| What is asked |
Retype exactly the lines that run from the line with "Target: tarmac" to the final line of the entries, keeping both ends and nothing else.

| Material provided |
------------
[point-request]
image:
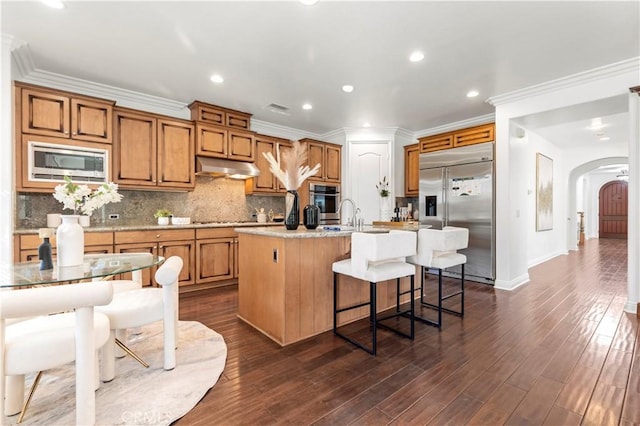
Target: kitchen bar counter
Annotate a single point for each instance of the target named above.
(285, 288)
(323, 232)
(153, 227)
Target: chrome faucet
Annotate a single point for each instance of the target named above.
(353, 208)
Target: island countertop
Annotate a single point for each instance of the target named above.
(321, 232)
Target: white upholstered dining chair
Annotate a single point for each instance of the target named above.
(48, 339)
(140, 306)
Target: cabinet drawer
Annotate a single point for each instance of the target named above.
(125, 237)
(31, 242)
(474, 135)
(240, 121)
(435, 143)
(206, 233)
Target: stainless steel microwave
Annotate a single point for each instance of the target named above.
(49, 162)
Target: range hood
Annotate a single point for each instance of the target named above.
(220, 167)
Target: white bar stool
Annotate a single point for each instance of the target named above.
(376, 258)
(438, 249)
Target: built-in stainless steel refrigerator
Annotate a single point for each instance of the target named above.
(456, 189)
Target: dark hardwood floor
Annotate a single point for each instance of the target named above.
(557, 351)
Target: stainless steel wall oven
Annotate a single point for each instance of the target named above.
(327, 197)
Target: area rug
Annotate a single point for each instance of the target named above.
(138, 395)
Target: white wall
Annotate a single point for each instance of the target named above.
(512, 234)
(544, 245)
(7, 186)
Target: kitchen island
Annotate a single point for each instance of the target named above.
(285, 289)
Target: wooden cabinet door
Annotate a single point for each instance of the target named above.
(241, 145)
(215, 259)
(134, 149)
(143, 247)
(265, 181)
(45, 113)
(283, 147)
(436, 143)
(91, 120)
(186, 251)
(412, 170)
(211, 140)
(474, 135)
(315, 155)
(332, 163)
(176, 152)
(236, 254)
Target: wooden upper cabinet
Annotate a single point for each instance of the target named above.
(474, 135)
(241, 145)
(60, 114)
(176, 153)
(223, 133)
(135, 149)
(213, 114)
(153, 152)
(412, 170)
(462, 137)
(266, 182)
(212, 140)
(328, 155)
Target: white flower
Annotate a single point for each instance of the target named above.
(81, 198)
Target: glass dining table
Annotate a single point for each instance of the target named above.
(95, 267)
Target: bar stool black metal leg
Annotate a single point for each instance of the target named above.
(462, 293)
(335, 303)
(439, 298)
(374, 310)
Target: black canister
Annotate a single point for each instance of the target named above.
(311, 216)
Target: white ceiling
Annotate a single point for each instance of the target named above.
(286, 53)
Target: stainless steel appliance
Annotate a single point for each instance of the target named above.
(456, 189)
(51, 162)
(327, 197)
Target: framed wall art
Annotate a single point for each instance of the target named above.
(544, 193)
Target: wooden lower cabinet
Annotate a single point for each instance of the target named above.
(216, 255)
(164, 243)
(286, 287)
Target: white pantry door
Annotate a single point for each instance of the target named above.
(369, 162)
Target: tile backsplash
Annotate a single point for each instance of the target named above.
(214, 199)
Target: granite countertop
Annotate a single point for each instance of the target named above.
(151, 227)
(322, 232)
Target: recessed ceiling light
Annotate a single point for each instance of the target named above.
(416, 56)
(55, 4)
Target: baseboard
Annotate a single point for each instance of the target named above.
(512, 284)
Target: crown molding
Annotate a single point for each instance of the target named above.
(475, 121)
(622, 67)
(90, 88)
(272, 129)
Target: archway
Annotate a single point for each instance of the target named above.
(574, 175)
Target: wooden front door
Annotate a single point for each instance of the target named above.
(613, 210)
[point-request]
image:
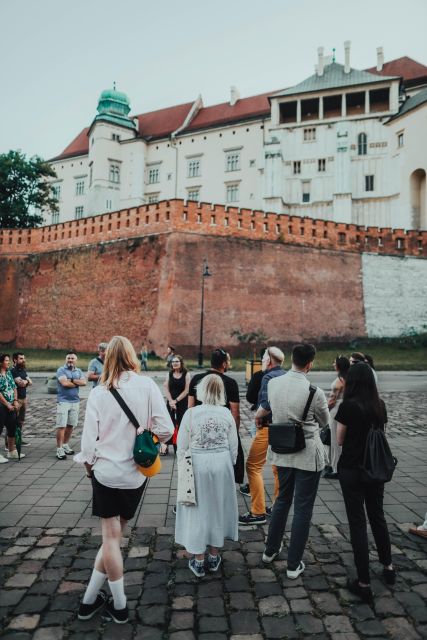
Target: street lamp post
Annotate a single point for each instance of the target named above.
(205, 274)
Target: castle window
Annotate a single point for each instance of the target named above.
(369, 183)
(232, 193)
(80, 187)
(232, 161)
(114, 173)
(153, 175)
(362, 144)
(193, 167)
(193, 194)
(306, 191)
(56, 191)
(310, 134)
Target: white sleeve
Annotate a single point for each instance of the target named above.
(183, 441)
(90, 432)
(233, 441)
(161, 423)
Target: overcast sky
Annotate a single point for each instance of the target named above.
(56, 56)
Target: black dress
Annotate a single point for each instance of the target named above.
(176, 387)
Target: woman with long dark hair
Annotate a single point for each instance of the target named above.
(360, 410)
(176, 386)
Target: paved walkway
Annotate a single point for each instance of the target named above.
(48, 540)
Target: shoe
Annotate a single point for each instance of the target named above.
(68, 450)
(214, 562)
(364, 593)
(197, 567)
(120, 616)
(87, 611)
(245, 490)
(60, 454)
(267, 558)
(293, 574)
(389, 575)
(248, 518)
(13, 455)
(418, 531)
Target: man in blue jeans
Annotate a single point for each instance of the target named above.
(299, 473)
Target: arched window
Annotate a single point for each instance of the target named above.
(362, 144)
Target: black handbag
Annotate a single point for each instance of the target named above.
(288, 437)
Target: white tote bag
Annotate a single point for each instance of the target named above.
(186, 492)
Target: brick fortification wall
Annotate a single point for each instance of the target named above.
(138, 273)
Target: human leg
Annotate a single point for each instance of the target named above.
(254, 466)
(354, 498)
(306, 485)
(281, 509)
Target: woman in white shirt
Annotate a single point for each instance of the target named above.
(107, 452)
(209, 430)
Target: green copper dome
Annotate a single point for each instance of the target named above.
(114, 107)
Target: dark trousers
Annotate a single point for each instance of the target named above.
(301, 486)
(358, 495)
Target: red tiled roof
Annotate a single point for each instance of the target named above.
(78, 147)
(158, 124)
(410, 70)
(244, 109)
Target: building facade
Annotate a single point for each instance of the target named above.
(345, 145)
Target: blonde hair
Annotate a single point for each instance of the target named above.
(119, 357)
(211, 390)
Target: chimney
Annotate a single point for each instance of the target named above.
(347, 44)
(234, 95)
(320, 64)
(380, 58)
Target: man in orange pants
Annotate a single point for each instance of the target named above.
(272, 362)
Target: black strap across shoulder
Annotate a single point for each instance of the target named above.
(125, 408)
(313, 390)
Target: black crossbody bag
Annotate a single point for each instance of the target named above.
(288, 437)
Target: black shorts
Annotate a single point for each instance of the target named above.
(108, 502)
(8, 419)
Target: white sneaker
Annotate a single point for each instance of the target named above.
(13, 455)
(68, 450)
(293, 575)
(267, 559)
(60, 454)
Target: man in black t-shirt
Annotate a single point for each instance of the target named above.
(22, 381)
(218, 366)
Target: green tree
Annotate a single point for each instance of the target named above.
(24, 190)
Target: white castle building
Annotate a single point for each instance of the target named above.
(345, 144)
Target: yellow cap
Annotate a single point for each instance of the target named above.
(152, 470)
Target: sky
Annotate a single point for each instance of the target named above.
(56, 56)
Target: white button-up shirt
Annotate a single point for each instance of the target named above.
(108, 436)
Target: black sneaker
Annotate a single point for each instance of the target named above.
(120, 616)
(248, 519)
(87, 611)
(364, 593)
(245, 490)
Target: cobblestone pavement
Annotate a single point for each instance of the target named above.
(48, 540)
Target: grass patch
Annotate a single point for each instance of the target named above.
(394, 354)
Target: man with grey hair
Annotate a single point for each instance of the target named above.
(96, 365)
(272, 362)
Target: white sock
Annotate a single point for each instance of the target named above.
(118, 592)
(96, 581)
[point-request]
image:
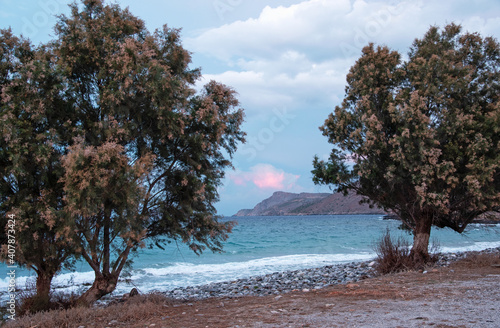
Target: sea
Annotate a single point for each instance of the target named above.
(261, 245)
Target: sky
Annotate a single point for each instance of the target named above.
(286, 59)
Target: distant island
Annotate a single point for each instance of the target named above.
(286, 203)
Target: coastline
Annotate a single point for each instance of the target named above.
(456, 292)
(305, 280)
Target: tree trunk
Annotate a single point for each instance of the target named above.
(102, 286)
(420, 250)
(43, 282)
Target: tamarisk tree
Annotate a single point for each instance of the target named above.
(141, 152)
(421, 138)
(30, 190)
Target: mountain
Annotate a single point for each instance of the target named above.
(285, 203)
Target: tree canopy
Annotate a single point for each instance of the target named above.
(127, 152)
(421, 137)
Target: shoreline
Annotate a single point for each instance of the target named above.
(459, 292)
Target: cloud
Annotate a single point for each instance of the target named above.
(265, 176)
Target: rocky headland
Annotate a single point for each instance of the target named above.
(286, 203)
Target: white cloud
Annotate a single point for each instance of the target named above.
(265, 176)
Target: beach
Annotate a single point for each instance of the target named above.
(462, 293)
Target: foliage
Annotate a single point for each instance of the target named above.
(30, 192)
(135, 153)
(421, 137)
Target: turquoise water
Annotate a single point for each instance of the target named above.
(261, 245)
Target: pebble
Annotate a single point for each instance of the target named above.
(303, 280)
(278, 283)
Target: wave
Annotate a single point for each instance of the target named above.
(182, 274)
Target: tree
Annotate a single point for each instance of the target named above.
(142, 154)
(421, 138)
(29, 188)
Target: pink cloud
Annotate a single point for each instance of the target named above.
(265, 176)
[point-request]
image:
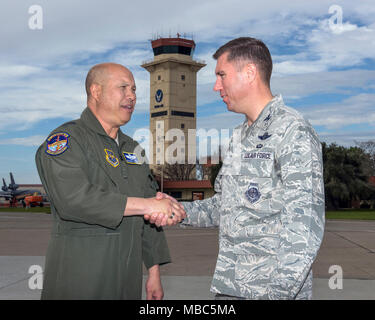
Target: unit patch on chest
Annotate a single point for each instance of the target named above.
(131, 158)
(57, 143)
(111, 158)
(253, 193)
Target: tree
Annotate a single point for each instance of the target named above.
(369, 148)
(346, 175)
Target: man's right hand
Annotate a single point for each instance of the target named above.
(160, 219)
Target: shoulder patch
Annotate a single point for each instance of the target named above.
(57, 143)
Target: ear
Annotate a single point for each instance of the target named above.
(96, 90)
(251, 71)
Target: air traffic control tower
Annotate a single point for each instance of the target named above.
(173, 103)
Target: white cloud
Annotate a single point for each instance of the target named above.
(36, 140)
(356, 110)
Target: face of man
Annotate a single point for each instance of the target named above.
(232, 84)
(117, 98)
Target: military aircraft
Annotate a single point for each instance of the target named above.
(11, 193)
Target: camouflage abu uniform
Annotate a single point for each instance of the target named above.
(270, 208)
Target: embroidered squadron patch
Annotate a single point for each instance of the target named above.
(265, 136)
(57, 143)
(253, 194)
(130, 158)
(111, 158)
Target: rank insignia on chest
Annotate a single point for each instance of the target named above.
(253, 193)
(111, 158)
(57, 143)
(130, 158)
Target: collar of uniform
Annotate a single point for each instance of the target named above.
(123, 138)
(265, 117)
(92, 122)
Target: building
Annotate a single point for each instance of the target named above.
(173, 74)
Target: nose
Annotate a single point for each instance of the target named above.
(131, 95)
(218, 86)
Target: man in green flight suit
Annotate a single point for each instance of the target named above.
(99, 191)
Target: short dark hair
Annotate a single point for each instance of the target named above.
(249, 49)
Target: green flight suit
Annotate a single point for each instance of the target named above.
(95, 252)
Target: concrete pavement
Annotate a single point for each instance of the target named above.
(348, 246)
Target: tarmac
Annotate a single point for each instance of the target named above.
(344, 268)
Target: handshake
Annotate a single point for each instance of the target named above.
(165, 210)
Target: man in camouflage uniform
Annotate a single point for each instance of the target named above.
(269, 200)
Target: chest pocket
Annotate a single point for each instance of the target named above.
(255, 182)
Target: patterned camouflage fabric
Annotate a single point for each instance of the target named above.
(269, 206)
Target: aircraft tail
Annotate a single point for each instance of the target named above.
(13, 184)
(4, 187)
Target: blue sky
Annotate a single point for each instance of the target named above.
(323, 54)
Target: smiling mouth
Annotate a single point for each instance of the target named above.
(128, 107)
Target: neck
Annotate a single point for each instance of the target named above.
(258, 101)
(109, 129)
------------
| Task result |
Target: tarmac
Annotate a single point for each instance of the target named above.
(344, 268)
Target: handshake
Annotate a single point for each instance of the target named above.
(165, 210)
Target: man in camouflage uniform
Annotate a single point for each instance of the target named above.
(269, 200)
Target: chest pocket
Annotate a single point for each instance of the target named above.
(255, 182)
Target: patterned camouflage fabric
Annotate a single point for each instance of the target named above.
(269, 206)
Target: aircraft tail
Annotate a single point for each instance of the target named above.
(13, 184)
(4, 187)
Target: blue sky
Annotate a single point for each instance of the target named above.
(323, 54)
Target: smiling mouth
Annotate a single point for each instance of the target named above.
(128, 107)
Target: neck
Annotate a single point for each instance of the target named above.
(258, 101)
(109, 129)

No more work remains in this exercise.